### Source excerpt
---*---

After listening to the concerns, there is a “Next Steps” portion of the feedback, in which the community investigates if there is something which needs to happen next. Are we done with this issue? Do we need a behavior contract with consequences if the problematic behavior repeats? Do we think the problem is so big that we need to start the process of expelling this person?
At first glance this seems complete reasonable, especially in a one-on-one conflict there is lots of mediated conversation before the problem comes to the entire group. And this is another one of those cases where completely reasonable is not quite as it appears.
Alternatively, Acorn uses our clearness process to deal with these types of problems. One important difference is that the clearness process is not an extraordinary process, it is the same process which is used by every member at least twice every year. The other central difference between a clearness and a feedback is that the clearness requires one on one conversations with every member of the community. After these conversations are finished there is a group clearness, which appears at first glance would be of the same form as the Twin Oaks feedback, but it is not really. Typically, in the Acorn approach the inner personal heavy lifting is done during these one on one conversations and the group event is summarizing the set of (generally successful) conversations so everyone can get an overview of concerns and solutions. It is important to note that this format is much more accessible at Acorn (which has a population of 30) than at Twin Oaks with it’s 93 adult members.
This process can also be used in an emergency, as with me recently where i was inviting guests in a way that made people feel run over. Plus i had the misfortune of co-hosting Nero who set Acorn at fire. It was not time for me to do one of my regular clearnesses, so we put together one that was principally focused on this particular problem. I talked with everyone and other issues came up and even before we had the group clearness at the end, i was already feeling quite good about the groups response to my mistakes and feeling like the resolutions we were coming to would work for everyone.
From my perspective there are three critical differences here, all of which make the Acorn system generally preferable. The first is that these clearnesses are part of regular life and membership at Acorn. You don’t need to be messed up to have a clearness, though if you do mess up, it is a familiar tool for helping to decode that. The second is that everyone is involved in a one-on-one conversation before the big group meeting. These can be facilitated, work i have done and enjoyed at Acorn. Finally, the consensus underpinning of the Acorn system means members are seeking solutions which work for everyone.
We had the second Point A meeting at the Keep, which was a bit smaller yet felt stronger. We spent a fair amount of time describing some of the more important income sharing models which are being used in the intentional communities movement. It felt desirable to describe them here.
Twin Oaks intentionally has the simplest of income sharing models with regard to membership. You are either a member, and thus part of the income sharing group or you are not part of it. There are some minor (but important) differences between provisional members (who have not yet been in the community for 6 months) and full members (who have been thru their full member poll, have been in the community for over 6 months and basically have tenure), the most significant of these is health insurance and dental care.

---*---

### Dataset excerpts
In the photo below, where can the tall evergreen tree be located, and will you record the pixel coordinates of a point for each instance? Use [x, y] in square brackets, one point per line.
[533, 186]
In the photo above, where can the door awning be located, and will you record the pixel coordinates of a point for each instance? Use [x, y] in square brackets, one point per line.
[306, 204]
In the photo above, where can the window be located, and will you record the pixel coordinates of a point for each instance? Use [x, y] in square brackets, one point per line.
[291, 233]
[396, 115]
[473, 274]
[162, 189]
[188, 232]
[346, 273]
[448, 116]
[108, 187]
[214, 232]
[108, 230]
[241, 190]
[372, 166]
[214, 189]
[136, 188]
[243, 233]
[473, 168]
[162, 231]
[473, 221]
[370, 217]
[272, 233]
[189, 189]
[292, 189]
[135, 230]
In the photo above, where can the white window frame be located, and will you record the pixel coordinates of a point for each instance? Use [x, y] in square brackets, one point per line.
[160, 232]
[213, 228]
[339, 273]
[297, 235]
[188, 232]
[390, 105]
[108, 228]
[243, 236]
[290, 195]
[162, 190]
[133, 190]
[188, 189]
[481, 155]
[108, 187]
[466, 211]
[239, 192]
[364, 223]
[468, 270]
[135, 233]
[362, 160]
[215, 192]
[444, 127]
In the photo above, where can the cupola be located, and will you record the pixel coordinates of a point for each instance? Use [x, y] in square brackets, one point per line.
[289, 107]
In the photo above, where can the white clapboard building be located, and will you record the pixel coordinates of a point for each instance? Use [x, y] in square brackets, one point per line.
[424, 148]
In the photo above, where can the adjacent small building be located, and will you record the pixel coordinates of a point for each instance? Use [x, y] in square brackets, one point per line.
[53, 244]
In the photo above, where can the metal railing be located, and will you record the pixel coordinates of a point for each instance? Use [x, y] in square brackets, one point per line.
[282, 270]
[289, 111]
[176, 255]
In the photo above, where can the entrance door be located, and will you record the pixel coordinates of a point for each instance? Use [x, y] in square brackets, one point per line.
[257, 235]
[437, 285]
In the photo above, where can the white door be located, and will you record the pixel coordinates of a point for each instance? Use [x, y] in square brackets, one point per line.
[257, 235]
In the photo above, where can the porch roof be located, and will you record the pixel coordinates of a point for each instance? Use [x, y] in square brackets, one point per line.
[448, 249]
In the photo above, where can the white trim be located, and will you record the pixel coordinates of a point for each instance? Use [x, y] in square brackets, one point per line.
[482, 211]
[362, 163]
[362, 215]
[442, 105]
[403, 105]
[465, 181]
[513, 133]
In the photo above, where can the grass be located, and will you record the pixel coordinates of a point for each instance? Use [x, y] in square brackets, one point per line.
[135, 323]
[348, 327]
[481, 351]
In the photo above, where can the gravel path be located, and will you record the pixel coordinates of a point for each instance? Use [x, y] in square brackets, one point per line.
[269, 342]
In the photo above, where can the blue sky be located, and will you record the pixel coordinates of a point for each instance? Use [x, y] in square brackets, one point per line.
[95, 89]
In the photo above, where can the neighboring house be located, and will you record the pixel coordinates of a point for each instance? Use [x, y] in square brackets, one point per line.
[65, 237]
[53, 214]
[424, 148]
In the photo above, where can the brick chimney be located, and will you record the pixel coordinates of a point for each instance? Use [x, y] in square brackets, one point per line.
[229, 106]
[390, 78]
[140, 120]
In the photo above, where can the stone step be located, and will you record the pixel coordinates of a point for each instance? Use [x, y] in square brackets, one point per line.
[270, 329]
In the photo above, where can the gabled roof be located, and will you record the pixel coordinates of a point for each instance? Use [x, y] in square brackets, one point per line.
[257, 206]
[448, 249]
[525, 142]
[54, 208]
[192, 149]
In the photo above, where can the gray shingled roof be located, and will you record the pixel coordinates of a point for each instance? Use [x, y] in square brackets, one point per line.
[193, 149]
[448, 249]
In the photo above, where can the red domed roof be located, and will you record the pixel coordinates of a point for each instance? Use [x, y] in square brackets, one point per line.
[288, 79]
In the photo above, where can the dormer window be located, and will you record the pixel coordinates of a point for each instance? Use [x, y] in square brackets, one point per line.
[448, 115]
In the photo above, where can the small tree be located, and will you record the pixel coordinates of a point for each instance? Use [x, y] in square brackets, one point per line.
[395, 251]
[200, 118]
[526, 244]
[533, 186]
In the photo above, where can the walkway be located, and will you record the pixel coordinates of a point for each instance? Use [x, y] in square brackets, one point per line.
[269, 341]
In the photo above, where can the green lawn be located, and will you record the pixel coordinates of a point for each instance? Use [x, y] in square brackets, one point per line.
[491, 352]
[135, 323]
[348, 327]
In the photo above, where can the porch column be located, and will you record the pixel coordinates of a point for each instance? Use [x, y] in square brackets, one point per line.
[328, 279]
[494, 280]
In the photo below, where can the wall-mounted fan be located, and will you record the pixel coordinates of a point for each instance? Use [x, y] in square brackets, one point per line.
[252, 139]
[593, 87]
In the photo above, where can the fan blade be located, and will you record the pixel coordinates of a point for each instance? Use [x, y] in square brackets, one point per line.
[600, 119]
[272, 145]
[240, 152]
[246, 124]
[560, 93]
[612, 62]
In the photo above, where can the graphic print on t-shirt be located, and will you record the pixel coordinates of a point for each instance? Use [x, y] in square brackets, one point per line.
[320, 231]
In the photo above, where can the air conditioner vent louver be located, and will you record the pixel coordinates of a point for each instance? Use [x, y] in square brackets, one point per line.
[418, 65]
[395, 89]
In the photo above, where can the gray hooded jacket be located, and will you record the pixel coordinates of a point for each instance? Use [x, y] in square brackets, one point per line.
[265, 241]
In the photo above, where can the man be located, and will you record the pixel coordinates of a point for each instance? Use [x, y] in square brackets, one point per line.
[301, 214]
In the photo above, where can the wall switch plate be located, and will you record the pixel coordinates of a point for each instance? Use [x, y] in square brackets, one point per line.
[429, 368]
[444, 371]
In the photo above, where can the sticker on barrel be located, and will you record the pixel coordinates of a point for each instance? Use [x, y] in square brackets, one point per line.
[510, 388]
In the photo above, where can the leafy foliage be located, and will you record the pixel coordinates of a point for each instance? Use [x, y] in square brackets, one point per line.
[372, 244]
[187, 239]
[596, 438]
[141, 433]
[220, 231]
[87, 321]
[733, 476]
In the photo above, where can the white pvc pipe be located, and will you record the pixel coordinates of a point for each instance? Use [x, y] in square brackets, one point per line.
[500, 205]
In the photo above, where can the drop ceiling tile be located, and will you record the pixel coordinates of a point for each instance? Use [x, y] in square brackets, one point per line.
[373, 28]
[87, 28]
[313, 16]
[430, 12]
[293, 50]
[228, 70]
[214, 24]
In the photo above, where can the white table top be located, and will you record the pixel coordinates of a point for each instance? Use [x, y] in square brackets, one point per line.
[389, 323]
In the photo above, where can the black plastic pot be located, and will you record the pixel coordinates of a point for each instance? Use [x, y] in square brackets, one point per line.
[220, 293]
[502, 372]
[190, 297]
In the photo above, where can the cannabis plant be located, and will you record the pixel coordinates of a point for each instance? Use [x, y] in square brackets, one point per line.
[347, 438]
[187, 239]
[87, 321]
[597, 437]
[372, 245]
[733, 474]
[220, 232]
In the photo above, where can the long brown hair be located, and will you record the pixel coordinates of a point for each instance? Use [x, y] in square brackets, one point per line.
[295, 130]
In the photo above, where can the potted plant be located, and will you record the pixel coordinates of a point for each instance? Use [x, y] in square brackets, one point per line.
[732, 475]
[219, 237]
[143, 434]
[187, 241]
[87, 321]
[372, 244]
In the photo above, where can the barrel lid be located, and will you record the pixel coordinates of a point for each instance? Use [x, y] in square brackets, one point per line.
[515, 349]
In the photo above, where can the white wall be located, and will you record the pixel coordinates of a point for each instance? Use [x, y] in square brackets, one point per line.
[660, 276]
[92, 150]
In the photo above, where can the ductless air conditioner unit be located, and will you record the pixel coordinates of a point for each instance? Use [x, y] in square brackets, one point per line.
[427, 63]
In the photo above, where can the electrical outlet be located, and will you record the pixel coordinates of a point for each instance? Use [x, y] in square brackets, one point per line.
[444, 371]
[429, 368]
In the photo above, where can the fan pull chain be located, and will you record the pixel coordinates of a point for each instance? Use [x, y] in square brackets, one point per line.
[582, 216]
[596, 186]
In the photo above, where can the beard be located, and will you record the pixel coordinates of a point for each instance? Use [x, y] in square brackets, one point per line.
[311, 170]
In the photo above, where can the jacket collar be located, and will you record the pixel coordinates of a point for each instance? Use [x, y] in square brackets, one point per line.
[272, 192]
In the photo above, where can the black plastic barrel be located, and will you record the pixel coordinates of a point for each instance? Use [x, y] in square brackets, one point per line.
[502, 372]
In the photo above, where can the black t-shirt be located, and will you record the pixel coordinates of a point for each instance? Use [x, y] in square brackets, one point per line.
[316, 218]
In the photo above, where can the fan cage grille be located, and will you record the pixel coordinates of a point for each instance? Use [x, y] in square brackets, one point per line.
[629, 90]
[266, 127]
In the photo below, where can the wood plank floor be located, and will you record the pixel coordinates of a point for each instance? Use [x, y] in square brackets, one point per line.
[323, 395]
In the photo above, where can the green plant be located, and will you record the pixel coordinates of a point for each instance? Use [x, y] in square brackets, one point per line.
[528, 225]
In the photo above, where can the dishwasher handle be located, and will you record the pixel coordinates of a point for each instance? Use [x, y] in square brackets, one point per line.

---*---

### Prompt 1
Please count the rows that contain the string "building", treating uppercase and lowercase as different, and give only the number.
### Prompt 2
Continue the passage about Acorn and Twin Oaks community practices from where it stops.

### Result 1
2

### Result 2
What Twin Oaks is trying (and largely succeeding) in doing is creating a classless (internally) society, where no one has greater access to the collective resources once they become a member. All the income from the businesses is pooled and the group collectively decides how to distribute it. Almost everything the community provides is distributed freely to the members and there is not a seniority or merit based preference for resources. [Open rooms are filled on a seniority basis, based on when you first moved into that residence, not when you first moved into the community.]
Acorn is less worried about creating a single classless group and more interested in the flexibility of longer term “guest workers” which we call interns. Interns are not members, they are not co-owners of all the property and resources of the community and they have a specific period of time which they have been approved to live and work in the community, typically 6 months of less.
To the untrained eye, there is little difference in the day to day life of interns at Acorn when contrasted with members. They have to have their own health insurance and they dont get to go to the member portion of the community meetings. But they do get the monthly stipend of $75 like regular members and they have the same labor obligations, housing situation, and general access to resources that members have.
Acorn complicates the situation further by having Associate Members who need to spend at least 2 but no more than 6 months of the year at Acorn. Associates do not have health insurance or a voice in the member-only portion of the community meetings. Regular members must do clearnesses with associate members if they are around during their time when they are doing clearnesses, but need not with interns.
Again, with the exception of seniority based room selection, everything is distributed without preference to seniority or work performance. [While described separately, i consider the Twin Oaks and Acorn Income sharing systems to be basically the same and thus only counted as one distinct model.]
Our sister community on Staten Island uses yet another model. The core members of Ganas own the community and all it’s assets. This is occasionally described as a group marriage, because unlike Twin Oaks and Acorn, this part of the community is both income sharing and asset sharing (TO/Acorn are only income sharing).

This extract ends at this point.